Your goal:
The word "target" occurs in some lines of the data. Return each such line.

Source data
== == ==

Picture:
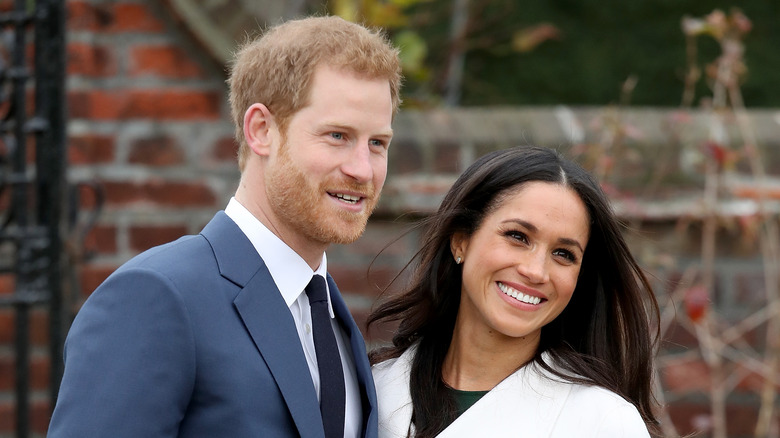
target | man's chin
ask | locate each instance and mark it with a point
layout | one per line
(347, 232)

== == ==

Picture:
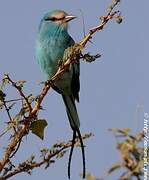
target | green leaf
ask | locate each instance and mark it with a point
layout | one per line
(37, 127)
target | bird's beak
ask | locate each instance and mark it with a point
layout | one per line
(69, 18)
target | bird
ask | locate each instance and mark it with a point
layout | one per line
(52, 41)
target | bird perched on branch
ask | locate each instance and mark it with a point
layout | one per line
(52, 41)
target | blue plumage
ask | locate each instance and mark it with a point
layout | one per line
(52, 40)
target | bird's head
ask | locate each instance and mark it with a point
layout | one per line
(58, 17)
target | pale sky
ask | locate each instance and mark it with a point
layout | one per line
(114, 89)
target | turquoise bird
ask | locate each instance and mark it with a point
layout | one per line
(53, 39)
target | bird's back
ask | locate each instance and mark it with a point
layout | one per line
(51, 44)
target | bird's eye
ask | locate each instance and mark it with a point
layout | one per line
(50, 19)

== == ==

Answer to this exercise:
target | man's chin
target | green leaf
target | bird's beak
target | bird
target | bird perched on branch
target | blue plumage
target | bird's head
target | pale sky
target | turquoise bird
target | bird's back
target | bird's eye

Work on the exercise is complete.